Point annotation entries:
+++

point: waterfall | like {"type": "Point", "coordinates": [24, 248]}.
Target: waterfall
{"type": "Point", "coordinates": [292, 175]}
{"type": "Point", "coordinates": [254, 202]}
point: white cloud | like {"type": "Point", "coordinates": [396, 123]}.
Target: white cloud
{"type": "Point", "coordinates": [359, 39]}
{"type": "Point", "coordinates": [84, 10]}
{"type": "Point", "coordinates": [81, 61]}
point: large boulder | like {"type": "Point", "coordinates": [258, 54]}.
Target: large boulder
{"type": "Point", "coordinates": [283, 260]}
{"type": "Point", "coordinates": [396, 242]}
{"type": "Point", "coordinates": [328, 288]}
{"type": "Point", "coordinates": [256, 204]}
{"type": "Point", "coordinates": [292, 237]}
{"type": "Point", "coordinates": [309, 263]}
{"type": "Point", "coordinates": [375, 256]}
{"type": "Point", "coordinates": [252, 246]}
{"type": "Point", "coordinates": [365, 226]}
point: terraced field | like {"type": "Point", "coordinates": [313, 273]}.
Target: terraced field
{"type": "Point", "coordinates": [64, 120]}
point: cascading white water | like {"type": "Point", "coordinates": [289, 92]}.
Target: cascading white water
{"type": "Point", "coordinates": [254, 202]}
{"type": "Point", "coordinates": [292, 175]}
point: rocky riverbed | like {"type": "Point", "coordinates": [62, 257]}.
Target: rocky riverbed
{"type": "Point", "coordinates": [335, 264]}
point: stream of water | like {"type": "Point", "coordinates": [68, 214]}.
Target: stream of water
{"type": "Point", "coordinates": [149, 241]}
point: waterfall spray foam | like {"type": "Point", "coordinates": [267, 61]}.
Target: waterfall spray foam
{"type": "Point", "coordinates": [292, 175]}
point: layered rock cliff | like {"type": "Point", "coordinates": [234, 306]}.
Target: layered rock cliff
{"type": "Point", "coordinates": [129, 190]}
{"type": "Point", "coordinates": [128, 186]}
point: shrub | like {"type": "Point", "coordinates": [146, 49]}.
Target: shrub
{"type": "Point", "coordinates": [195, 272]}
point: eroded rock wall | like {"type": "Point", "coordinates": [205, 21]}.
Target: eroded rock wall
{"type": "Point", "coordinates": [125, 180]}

+++

● **The exercise**:
Can you reproduce all of the entries above, word for word and line for line, with nothing changed?

● **Result for this task**:
point: waterfall | like {"type": "Point", "coordinates": [24, 248]}.
Target: waterfall
{"type": "Point", "coordinates": [292, 175]}
{"type": "Point", "coordinates": [254, 202]}
point: white cloud | like {"type": "Point", "coordinates": [396, 123]}.
Target: white cloud
{"type": "Point", "coordinates": [359, 39]}
{"type": "Point", "coordinates": [84, 10]}
{"type": "Point", "coordinates": [81, 61]}
point: large boulder | like {"type": "Point", "coordinates": [258, 54]}.
Target: large boulder
{"type": "Point", "coordinates": [283, 260]}
{"type": "Point", "coordinates": [396, 242]}
{"type": "Point", "coordinates": [328, 288]}
{"type": "Point", "coordinates": [256, 204]}
{"type": "Point", "coordinates": [292, 237]}
{"type": "Point", "coordinates": [309, 263]}
{"type": "Point", "coordinates": [375, 256]}
{"type": "Point", "coordinates": [252, 246]}
{"type": "Point", "coordinates": [365, 226]}
point: terraced field | like {"type": "Point", "coordinates": [313, 273]}.
Target: terraced field
{"type": "Point", "coordinates": [64, 120]}
point: cascading white water | like {"type": "Point", "coordinates": [289, 92]}.
Target: cascading white water
{"type": "Point", "coordinates": [254, 202]}
{"type": "Point", "coordinates": [292, 175]}
point: rocky riverbed | like {"type": "Point", "coordinates": [62, 257]}.
Target: rocky riverbed
{"type": "Point", "coordinates": [335, 264]}
point: stream of water | like {"type": "Point", "coordinates": [68, 214]}.
Target: stream of water
{"type": "Point", "coordinates": [149, 241]}
point: waterfall spray foam | like {"type": "Point", "coordinates": [267, 61]}.
Target: waterfall spray foam
{"type": "Point", "coordinates": [292, 175]}
point: layered rock cliff | like {"type": "Point", "coordinates": [234, 306]}.
Target: layered rock cliff
{"type": "Point", "coordinates": [129, 190]}
{"type": "Point", "coordinates": [128, 186]}
point: shrub | like {"type": "Point", "coordinates": [146, 49]}.
Target: shrub
{"type": "Point", "coordinates": [195, 272]}
point: eroded rock wall | like {"type": "Point", "coordinates": [205, 21]}.
Target: eroded rock wall
{"type": "Point", "coordinates": [125, 180]}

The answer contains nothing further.